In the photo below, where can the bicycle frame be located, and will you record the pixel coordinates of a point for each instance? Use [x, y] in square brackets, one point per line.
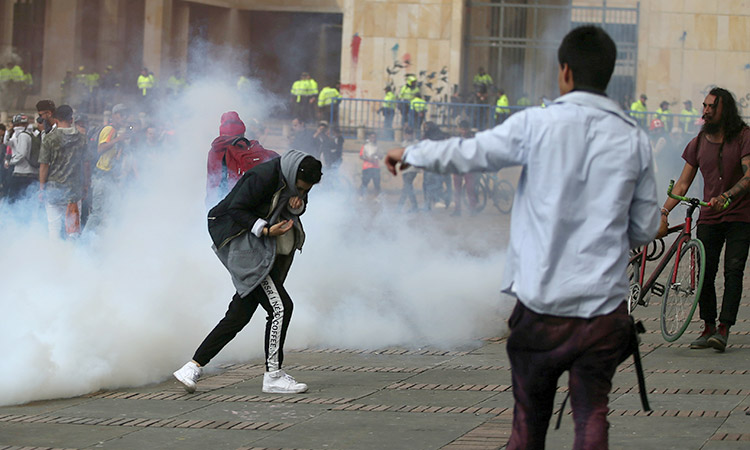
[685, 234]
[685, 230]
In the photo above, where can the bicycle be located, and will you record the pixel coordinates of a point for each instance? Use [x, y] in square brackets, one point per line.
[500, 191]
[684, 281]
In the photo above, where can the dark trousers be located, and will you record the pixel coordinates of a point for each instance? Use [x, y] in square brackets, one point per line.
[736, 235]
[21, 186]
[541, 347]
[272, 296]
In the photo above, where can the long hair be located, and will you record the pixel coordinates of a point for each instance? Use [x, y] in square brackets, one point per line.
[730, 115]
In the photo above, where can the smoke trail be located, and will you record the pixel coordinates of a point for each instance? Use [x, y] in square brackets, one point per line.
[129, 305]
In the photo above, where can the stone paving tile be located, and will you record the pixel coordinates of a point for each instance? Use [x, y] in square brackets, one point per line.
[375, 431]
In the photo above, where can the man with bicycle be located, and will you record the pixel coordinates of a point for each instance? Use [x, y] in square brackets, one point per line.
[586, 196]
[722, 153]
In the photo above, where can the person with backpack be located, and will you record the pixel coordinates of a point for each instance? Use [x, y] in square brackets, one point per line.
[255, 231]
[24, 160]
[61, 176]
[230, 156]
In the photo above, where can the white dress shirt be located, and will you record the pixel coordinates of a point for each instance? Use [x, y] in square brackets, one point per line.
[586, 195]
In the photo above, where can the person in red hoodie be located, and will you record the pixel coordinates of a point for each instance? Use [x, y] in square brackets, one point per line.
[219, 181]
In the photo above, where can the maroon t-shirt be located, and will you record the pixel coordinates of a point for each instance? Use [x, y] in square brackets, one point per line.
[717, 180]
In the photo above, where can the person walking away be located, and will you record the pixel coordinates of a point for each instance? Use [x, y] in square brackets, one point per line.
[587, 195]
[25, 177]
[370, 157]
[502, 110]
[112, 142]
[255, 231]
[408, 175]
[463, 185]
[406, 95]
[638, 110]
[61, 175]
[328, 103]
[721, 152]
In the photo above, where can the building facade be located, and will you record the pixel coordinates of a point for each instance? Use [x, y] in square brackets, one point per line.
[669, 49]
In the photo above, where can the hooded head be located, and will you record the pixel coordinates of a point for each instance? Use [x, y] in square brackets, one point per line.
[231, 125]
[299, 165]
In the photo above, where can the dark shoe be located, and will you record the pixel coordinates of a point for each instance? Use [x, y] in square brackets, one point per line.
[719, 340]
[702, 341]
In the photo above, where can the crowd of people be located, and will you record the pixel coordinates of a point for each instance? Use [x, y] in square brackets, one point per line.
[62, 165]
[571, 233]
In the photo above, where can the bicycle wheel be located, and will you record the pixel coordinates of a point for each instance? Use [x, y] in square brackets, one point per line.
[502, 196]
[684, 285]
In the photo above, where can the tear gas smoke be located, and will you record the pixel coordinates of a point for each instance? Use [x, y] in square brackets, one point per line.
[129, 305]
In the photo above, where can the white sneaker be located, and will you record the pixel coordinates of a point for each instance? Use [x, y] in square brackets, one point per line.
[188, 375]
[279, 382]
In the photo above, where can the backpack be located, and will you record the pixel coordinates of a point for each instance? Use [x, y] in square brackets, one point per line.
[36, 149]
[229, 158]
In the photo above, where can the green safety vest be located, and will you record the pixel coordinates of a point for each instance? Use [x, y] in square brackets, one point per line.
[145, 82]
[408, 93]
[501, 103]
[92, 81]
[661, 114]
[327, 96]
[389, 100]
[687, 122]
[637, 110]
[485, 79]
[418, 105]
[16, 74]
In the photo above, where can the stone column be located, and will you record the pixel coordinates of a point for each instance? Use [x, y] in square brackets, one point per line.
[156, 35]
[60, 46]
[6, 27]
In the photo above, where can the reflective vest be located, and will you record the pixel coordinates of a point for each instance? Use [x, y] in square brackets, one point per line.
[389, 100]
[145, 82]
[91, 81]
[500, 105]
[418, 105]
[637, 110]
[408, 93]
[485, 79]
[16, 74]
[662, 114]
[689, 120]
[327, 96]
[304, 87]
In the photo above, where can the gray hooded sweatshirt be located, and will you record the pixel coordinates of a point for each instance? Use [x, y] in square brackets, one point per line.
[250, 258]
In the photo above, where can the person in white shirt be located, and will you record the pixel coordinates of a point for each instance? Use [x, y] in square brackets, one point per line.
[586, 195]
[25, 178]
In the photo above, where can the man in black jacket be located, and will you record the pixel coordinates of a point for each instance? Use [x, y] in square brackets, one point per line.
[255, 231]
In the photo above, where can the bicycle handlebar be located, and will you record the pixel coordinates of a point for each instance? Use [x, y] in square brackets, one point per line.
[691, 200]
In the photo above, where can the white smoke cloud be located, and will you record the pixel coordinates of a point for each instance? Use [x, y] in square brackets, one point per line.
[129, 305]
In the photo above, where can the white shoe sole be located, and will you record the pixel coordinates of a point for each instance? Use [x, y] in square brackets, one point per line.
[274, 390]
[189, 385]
____
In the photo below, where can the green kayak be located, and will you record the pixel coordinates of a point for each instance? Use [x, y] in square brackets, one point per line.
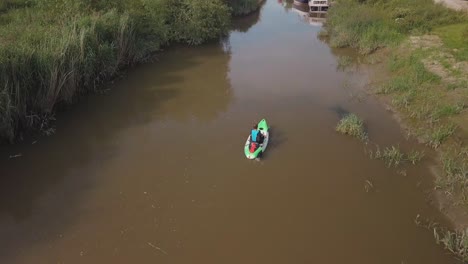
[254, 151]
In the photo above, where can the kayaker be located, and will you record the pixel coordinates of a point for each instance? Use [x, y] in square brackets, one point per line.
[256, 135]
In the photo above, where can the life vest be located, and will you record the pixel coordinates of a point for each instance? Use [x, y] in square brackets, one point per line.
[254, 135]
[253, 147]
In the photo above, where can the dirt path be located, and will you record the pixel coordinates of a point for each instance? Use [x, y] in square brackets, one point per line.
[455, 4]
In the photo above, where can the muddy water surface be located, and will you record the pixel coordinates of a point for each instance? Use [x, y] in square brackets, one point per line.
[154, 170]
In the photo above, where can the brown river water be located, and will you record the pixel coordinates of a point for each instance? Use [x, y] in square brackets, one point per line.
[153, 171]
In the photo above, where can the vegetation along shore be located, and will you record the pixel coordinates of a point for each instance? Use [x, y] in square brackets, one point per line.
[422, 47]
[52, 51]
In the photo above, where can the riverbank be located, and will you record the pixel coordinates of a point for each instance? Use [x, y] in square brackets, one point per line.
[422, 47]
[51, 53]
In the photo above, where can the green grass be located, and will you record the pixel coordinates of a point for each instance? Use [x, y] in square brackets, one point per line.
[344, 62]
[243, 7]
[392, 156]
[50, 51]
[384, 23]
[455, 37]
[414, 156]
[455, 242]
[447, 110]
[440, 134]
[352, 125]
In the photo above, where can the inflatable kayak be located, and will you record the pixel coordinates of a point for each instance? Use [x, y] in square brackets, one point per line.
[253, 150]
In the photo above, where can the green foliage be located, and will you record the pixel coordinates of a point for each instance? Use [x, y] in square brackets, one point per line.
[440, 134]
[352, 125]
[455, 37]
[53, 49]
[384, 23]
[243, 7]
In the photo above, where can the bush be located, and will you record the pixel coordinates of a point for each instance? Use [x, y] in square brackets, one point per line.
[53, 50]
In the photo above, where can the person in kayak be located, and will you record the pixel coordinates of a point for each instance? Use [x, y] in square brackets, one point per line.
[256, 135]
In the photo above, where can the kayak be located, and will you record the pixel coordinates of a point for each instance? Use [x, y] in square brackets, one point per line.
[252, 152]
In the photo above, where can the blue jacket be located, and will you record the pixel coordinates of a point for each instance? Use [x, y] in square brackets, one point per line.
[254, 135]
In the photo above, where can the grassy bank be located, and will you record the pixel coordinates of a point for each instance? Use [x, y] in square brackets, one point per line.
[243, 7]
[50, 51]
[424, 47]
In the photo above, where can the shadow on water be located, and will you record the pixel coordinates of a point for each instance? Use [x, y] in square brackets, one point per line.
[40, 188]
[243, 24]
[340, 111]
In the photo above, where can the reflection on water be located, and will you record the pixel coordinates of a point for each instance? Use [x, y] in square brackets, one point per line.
____
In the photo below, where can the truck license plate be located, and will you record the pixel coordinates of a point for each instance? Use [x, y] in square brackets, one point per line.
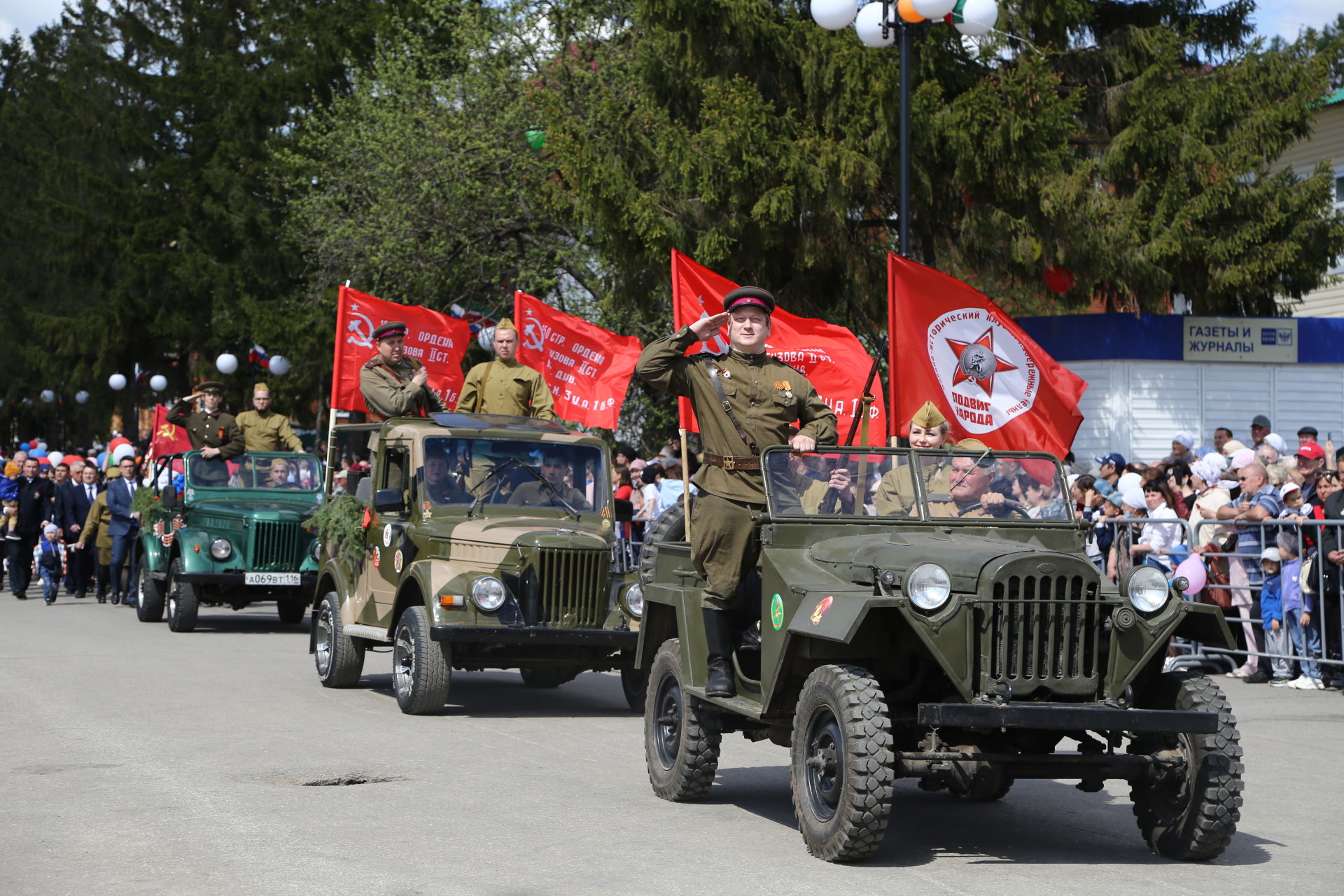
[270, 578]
____
Problem: Reproduce the stretch of records from the line containing "In the photo above, where can the grassy" through the line containing "In the photo above, where can the reflection", switching "water" to "river" and leaving everything else unchanged.

Task result:
In the photo above, where can the grassy bank be located, and will you record the pixel coordinates of a point for each instance? Use [x, y] in square brackets, one point per line.
[243, 7]
[50, 51]
[424, 47]
In the photo above, where can the shadow on river be located, and will you record the pixel coordinates of a point for each instance? Use [x, y] in square brackets, one point per line.
[40, 188]
[243, 24]
[340, 111]
In the photo above, where can the reflection on river be located, and will you record the pixel coordinates of a point for each instance? Use [x, y] in square brackets, one point per line.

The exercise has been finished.